WHAT IS ASKED =>
Copy word for word the entries from the line with "Query: conical thatched roof" up to and including the line with "Query: support column", and give nothing else.

══════════════════════════════

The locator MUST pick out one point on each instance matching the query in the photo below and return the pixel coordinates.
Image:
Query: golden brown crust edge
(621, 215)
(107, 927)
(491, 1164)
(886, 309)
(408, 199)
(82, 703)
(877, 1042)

══════════════════════════════

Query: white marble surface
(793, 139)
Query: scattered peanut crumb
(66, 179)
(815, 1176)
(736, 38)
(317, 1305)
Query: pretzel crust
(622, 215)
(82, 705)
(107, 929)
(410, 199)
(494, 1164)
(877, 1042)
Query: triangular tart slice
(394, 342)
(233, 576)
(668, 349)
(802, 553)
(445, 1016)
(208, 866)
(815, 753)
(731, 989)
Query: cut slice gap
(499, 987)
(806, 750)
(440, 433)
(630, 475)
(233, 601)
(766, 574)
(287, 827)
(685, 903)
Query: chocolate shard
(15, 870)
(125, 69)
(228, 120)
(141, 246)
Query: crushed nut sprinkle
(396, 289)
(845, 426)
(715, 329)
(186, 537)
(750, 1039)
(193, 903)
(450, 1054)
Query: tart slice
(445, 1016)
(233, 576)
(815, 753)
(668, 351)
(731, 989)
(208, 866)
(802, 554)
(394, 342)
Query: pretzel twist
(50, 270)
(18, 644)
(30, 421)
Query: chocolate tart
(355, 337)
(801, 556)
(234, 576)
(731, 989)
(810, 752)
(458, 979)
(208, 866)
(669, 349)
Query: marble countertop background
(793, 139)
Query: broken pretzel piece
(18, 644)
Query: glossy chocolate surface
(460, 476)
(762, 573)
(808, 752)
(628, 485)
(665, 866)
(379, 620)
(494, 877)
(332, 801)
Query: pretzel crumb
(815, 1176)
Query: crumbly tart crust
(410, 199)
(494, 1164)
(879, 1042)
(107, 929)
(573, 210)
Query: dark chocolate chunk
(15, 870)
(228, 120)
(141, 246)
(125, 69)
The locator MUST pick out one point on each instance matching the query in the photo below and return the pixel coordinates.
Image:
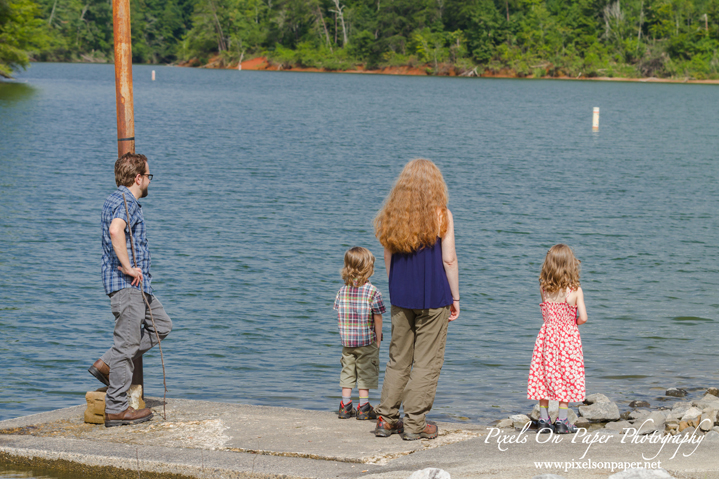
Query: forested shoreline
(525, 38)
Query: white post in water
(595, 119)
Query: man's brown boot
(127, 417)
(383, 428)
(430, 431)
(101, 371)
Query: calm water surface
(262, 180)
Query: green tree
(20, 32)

══════════════════════════════

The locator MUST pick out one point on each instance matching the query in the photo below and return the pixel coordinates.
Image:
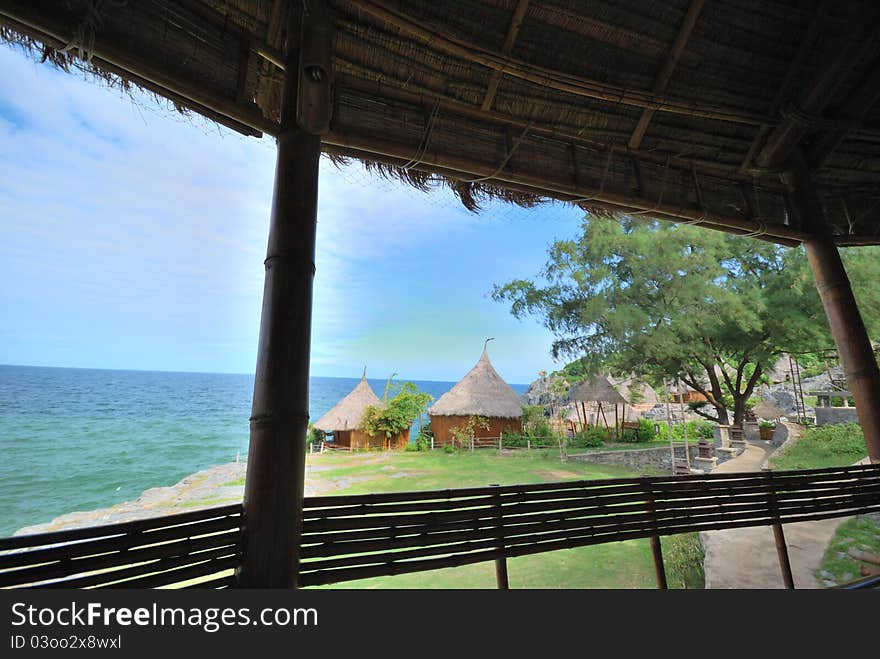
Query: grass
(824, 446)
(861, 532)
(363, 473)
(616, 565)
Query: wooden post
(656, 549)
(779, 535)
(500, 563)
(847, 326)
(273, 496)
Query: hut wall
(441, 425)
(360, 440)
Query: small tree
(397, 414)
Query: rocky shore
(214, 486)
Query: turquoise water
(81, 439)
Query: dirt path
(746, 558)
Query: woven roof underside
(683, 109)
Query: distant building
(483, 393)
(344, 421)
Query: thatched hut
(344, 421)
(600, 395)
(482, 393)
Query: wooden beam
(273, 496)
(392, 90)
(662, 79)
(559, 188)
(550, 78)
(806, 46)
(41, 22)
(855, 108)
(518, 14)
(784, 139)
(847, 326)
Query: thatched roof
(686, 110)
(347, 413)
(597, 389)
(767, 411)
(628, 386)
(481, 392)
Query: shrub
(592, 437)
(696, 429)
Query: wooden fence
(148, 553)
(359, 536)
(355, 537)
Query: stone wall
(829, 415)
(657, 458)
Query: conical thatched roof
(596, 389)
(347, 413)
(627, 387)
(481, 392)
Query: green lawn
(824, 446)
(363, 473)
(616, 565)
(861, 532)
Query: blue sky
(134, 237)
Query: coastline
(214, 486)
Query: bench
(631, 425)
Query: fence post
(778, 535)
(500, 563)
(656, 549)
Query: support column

══════════════════════════════

RESPONSE TO THIS TASK =>
Query: conical thatched roof
(596, 389)
(347, 413)
(627, 387)
(481, 392)
Query: green lawn
(824, 446)
(363, 473)
(616, 565)
(861, 532)
Query: blue sky
(134, 237)
Query: coastline
(214, 486)
Query: bench
(631, 425)
Query: fence post
(778, 535)
(500, 563)
(656, 549)
Query: support column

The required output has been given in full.